## Text block
His close friend and admirer, the great poet, critic, thinker, and conversationalist Samuel Taylor Coleridge, whose best known works include "The Rime of the Ancient Mariner" and "Kubla Khan," was also a visionary, but of a different kind. Coleridge sought and found his Gnostic truths in exotic, far-flung places, where great winged birds make breezes blow, sacred rivers run, and caverns are measureless to man. Wordsworth was able to detect the aura of divinity in the small, humble, and near; in cottages among untrodden ways; in hedgerows hardly hedgerows; in little lines of sportive wood run wild; in fountains, meadows, hills, and groves; in fields of daffodils.
 
Wordsworth knows the sadness of innocence lost, but he also knows the serene joy that comes with wisdom and experience. He loves the riot of youth, but also loves the steadfast calm of maturity. Life for Words-worth is a rambling, strolling meditation: a walk along a path with flashes of ecstatic vision, then distraction and gradual loss of that experience, then, as if returning to a mantra, a return and ascent to an even higher level of vision. Nature is the mantra that keeps bringing him—and us with him—back into the real world, into our real selves, and toward God. In "Tintern Abbey," Wordsworth senses in his beloved sister, Dorothy, who accompanies him, a living image of the person he himself was when he visited the site five years earlier. He literally senses himself in another person, and senses her in an earlier version of himself. Here, shared experience of nature overcomes the passage of time, turns temporality into eternity, and allows the elimination of the boundaries between two human consciousnesses. This is truly the "I" and "Thou" as one, just as when he wanders "lonely as a cloud," he literally experiences himself in nature and nature in himself. Wordsworth, probably more than any other English poet, allows us to sense our natural kinship with, and refresh our distant memories of, the mineral, vegetable, and animal worlds. He is the poet of both prehuman memories and posthuman intimations, of what we have been and what, through many lives, we may become.

## Requirement 1
From the passage on Wordsworth, extract the words starting with "His close friend" and going on through "fields of daffodils.".

## Exercise materials
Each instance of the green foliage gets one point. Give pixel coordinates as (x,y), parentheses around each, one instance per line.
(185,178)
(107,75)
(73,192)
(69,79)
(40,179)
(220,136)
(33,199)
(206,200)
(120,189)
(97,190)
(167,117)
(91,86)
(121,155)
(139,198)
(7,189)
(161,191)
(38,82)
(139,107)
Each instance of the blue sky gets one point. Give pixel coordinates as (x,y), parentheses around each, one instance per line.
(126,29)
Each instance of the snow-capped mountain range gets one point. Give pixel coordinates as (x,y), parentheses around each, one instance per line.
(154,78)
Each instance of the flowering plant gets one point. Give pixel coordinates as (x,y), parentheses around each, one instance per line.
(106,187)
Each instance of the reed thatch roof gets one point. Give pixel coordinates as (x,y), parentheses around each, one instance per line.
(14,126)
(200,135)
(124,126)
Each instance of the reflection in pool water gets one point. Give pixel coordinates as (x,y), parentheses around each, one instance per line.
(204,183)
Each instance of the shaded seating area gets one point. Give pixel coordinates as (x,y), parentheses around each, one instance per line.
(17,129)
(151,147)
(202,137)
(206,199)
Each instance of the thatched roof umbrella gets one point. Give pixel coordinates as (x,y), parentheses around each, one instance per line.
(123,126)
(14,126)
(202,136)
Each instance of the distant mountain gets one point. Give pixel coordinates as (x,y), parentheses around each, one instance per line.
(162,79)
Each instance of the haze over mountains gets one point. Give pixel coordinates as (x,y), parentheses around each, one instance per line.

## Requirement 2
Copy the entries word for word, starting with the line with "Each instance of the blue" and going on through the last line of the entries.

## Expected output 1
His close friend and admirer, the great poet, critic, thinker, and conversationalist Samuel Taylor Coleridge, whose best known works include "The Rime of the Ancient Mariner" and "Kubla Khan," was also a visionary, but of a different kind. Coleridge sought and found his Gnostic truths in exotic, far-flung places, where great winged birds make breezes blow, sacred rivers run, and caverns are measureless to man. Wordsworth was able to detect the aura of divinity in the small, humble, and near; in cottages among untrodden ways; in hedgerows hardly hedgerows; in little lines of sportive wood run wild; in fountains, meadows, hills, and groves; in fields of daffodils.

## Expected output 2
Each instance of the blue sky gets one point. Give pixel coordinates as (x,y), parentheses around each, one instance per line.
(126,29)
Each instance of the snow-capped mountain range gets one point. Give pixel coordinates as (x,y), parentheses around each, one instance per line.
(154,78)
Each instance of the flowering plant gets one point. Give pixel coordinates as (x,y), parentheses around each, one instance per line.
(106,187)
Each instance of the reed thatch roof gets one point. Give pixel coordinates as (x,y), parentheses around each, one instance per line.
(14,126)
(200,135)
(124,126)
Each instance of the reflection in pool water gets one point. Give pixel coordinates as (x,y), parentheses around each, one instance per line.
(204,183)
Each instance of the shaded seating area gets one point. Give pixel coordinates as (x,y), parentheses around each, one instance per line.
(17,129)
(151,147)
(202,137)
(206,199)
Each instance of the thatched roof umbrella gets one point. Give pixel coordinates as (x,y), parentheses around each, one instance per line.
(123,126)
(14,126)
(202,136)
Each instance of the distant mountain gets one point. Give pixel coordinates as (x,y), parentheses around each, one instance per line.
(162,79)
Each instance of the haze over mountains gets one point. Give pixel coordinates as (x,y), parentheses around each, one instance per line.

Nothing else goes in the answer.